• _PROBLEM TO SOLVE_: Repeat these records exactly, pictures excluded.

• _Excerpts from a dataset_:

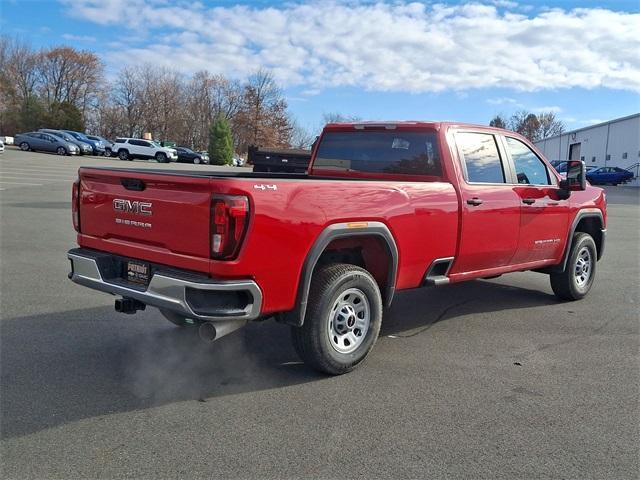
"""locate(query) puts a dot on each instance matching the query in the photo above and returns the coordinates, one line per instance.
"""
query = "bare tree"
(498, 122)
(549, 125)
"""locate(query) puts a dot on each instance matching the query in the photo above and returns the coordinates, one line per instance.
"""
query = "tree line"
(529, 125)
(62, 87)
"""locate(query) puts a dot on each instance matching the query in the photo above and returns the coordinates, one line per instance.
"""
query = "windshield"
(408, 153)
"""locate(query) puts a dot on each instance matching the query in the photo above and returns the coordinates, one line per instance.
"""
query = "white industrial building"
(615, 143)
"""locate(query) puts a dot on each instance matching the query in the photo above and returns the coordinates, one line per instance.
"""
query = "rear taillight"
(75, 205)
(229, 220)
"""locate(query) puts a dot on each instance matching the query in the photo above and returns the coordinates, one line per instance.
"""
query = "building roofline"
(608, 122)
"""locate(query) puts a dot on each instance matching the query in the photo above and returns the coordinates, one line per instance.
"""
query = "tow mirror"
(576, 179)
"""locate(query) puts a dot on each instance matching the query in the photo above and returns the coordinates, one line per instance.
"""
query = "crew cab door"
(544, 217)
(490, 207)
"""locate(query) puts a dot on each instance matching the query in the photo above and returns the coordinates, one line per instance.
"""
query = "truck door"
(544, 217)
(490, 206)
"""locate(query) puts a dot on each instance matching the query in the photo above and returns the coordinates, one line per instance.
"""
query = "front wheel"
(577, 278)
(342, 321)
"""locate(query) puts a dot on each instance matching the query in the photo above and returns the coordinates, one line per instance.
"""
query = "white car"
(132, 148)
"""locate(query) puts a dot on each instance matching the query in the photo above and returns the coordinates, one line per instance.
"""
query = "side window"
(530, 169)
(481, 157)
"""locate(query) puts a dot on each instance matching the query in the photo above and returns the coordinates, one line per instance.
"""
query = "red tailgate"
(157, 217)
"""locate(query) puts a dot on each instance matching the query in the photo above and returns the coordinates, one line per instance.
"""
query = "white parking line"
(21, 183)
(17, 171)
(25, 177)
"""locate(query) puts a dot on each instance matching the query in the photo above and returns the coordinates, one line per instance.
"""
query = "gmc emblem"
(132, 206)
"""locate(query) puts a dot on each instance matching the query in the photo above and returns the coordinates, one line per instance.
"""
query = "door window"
(481, 158)
(530, 169)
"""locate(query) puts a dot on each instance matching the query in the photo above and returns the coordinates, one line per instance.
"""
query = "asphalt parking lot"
(489, 379)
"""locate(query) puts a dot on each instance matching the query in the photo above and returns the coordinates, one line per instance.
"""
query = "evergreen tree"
(220, 142)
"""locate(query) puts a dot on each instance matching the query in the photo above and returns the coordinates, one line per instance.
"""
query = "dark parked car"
(96, 146)
(45, 142)
(106, 144)
(612, 175)
(186, 155)
(83, 147)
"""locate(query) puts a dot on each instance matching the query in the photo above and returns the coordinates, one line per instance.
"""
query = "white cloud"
(397, 46)
(78, 38)
(551, 108)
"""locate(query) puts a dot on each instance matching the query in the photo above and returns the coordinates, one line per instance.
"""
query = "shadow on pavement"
(63, 367)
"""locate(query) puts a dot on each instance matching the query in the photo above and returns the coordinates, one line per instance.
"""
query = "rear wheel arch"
(588, 221)
(358, 239)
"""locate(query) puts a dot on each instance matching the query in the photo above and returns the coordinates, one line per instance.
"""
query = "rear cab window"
(480, 157)
(396, 152)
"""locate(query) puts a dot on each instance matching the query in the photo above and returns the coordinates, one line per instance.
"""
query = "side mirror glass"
(576, 179)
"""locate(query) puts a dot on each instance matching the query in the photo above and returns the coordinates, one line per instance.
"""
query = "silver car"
(45, 142)
(83, 147)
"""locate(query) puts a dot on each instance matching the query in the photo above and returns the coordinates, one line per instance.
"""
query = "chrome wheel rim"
(349, 321)
(583, 269)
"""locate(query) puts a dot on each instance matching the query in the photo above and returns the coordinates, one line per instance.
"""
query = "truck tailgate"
(165, 214)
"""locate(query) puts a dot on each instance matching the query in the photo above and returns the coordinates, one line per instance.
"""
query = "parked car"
(287, 160)
(46, 142)
(84, 148)
(132, 148)
(186, 155)
(385, 207)
(106, 144)
(96, 145)
(612, 175)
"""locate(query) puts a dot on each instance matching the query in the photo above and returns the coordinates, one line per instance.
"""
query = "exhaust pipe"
(128, 305)
(210, 331)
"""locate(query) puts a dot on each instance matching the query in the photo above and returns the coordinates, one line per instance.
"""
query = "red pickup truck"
(384, 207)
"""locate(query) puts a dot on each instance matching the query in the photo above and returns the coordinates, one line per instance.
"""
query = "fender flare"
(333, 232)
(582, 214)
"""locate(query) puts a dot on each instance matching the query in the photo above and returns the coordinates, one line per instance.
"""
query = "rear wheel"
(342, 321)
(577, 278)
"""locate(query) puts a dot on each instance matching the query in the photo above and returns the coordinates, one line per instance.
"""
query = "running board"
(437, 273)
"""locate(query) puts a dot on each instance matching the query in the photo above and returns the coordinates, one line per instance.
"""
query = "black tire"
(314, 342)
(569, 284)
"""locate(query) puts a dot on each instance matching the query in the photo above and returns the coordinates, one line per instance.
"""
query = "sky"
(377, 60)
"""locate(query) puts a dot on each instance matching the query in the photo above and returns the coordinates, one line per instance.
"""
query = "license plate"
(138, 272)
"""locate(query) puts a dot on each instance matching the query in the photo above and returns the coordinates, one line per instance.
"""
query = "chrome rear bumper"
(188, 295)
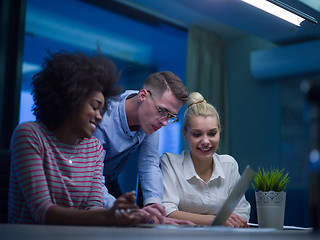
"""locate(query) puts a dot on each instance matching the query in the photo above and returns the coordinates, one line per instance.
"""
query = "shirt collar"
(122, 112)
(190, 172)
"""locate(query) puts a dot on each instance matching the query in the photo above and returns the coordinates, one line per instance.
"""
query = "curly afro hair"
(64, 82)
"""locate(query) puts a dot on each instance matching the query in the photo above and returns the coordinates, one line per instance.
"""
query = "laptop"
(228, 206)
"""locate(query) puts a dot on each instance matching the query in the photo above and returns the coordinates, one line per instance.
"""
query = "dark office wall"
(254, 108)
(12, 14)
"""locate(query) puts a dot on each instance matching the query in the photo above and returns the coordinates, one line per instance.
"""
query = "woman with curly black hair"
(56, 164)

• _FINAL ANSWER_:
"""locate(query) puts a dot on each instance matching the query in the photo above and returns the coordinates, one line per instance.
"""
query = "bare tree"
(498, 122)
(549, 125)
"""locate(query) puts a dot on each instance matching the query in the photo above and returns the coordinates, one line per instance.
"""
query = "tree line"
(529, 125)
(62, 87)
"""locate(query) puts a dot on each instance matching the query in the photo above and returns the coordinates, one line per instance.
"""
query = "windshield"
(408, 153)
"""locate(query) puts a dot on each instance matching the query in the photo above and returns the coordinates, one line per instance.
"""
query = "white industrial building"
(615, 143)
"""locate(query) puts a dot on each instance matching the query in the photo above and returns the coordinates, one line per instance.
"""
query = "rear taillight"
(75, 205)
(229, 220)
"""locate(query) puts a dot on each instance matching the query in the photo above and returns the coordinates, one line per instance.
"""
query = "building roofline"
(608, 122)
"""locate(query) puts a dot on each instance matching the query in the photo above and returns the coordinates, one line per instance.
"""
query = "tow mirror"
(576, 179)
"""locate(query) puts a dot on each instance matching the query in the photo above and returns the coordinates, one line per instance.
"""
query = "crew cab door"
(544, 217)
(490, 207)
"""locate(query) puts a dot on each instance matching the query in the photo above and returns the coordinates, one line per instance.
"""
query = "truck door"
(544, 217)
(490, 206)
"""locate(query) puts a dot on each instance matching the query in the photo above and returns the coordinates, one line per instance.
"""
query = "front wheel"
(577, 278)
(342, 321)
"""locate(query) puts a dot on each instance matching the query in the photo above and returns the coordinates, one line per instance.
"""
query = "white car"
(132, 148)
"""locate(query) puts a dot on each instance matching the query in the photo above and returns the coordinates, one line per instance.
"""
query = "side window"
(530, 169)
(481, 157)
"""locate(query) puts a dot on each instance matching the query in the photo above and returns the coordinates, one line per instance.
"""
query = "red tailgate"
(157, 217)
"""locate(query) puts a dot on each instance matching the query in the photo above and returns the coordinates, one line per instance.
"""
query = "white parking line"
(21, 183)
(17, 171)
(25, 177)
"""locate(query) puts a dot on each instance matching the query in the photo above and returns the coordinates, one line per instance.
"""
query = "gmc emblem"
(132, 206)
"""locate(query) puts a dot on each instance matching the query in the photo above and returns the coordinates, one line per instance.
"""
query = "door window"
(481, 158)
(530, 169)
"""locate(query) puts a dot on each instance matching the query in the photo above and returns the coordinates, one line per instance.
"""
query = "asphalt parking lot"
(489, 379)
"""locate(query) puts a dot on each instance matching the query in the photo above and returns the coordinates, one line per instance.
"""
query = "evergreen tree"
(220, 142)
"""locate(query) puts a dot on each instance matching the query in the photo above and returns the coordinates, one line per instance.
"""
query = "dark parked car"
(96, 146)
(45, 142)
(106, 144)
(612, 175)
(186, 155)
(83, 147)
"""locate(query) puts a dot on each instance matching the query in the photo above and returns the coordinates, one line per instance.
"""
query = "white cloud"
(397, 46)
(78, 38)
(551, 108)
"""locate(query) puts a dot on each instance matching the query in the photo above and returns the coordinates, one line per instance.
"""
query = "shadow on pavement"
(63, 367)
"""locate(query) puts a dot on each instance matching the query in the photo above and returns the coordinates, one line per instance.
"""
query = "rear wheel arch"
(588, 221)
(358, 239)
"""locate(query) puts a dot on each instance matching the query in the photo above and returns the coordinates, one line per instance.
"""
query = "rear cab window"
(480, 157)
(396, 152)
"""locate(query) puts a dot on each instance matching the query in the photo above and returns the coordinates, one line per instance.
"""
query = "side mirror glass"
(576, 179)
"""locate(query) puts a dot on each instance matching the query in the photo above and returns the coordinates, one line per instance.
"""
query = "silver car"
(45, 142)
(83, 147)
"""locate(query) puts a dot on each instance matching the query in the photo above and returns the coordinates, one line per instance.
"""
query = "chrome wheel rim"
(349, 321)
(583, 269)
"""locate(query) puts a dot on each instance matching the query in the photo above and returns the coordinates, one line per instance.
"""
query = "truck tailgate"
(165, 214)
"""locate(query) puts a dot on each instance matching the query in the photo above and returns the coordinates, one line per instance.
"""
query = "parked car"
(287, 160)
(46, 142)
(84, 148)
(132, 148)
(186, 155)
(385, 207)
(106, 144)
(96, 145)
(612, 175)
"""locate(query) puts a dot on each instance matching the query in the photo above and returns the coordinates, one line per instance.
"""
query = "exhaust pipe"
(128, 305)
(210, 331)
"""locate(query) puts a dot on each instance matching the query in the photo above and returns the coordinates, one line per instance.
"""
query = "red pickup truck"
(384, 207)
"""locate(query) puts a dot on each instance matching the query in the photo above and returns the coordinates, one line per instance.
"""
query = "fender flare"
(333, 232)
(582, 214)
"""locate(query) puts a dot on each instance matching the query in the photo above and returns the coordinates, one line per instance.
"""
query = "rear wheel"
(342, 321)
(577, 278)
"""locate(query) puts a dot on each instance matching the query in the photo above and returns the coordinates, one line per instance.
"""
query = "running board"
(437, 273)
"""locate(query) puts a dot on each instance matching the query in the photo above and returns the coordinates, one line per instance.
"""
query = "black tire"
(314, 342)
(569, 284)
"""locate(query) puts a dot on each instance matching the query in the photo above and returns the coordinates, one line per instance.
"""
query = "sky"
(377, 60)
"""locate(query) puts a dot on each instance matching the query in the photo above and returns the coordinates, one line per instance.
"""
query = "license plate"
(138, 272)
"""locate(query) puts a dot on each instance matching the query in the photo above and returns the coordinates, one line per instance.
"""
query = "chrome rear bumper"
(188, 295)
"""locate(query) puts a dot on each instance matching the query in the photo above and returns the coordinates, one line per instance.
"""
query = "shirt collar"
(122, 112)
(190, 172)
"""locate(query) puts a dot on each instance matching the query in the photo above and returns the coordinates, one line per instance.
"""
query = "curly afro hair"
(64, 82)
"""locate(query) puts a dot on each instance matching the query in the photo above and returns the coordinates, one line per instance.
"""
query = "laptop"
(228, 206)
"""locate(query) puts a dot on each instance matching the query in the photo above and returns the coordinates, one line per instance.
"""
query = "dark office wall"
(254, 108)
(12, 14)
"""locate(query) puts a dot on each instance matching the query in the photo above and returns the coordinates, one line per instance.
"""
query = "woman with curly black hair"
(56, 164)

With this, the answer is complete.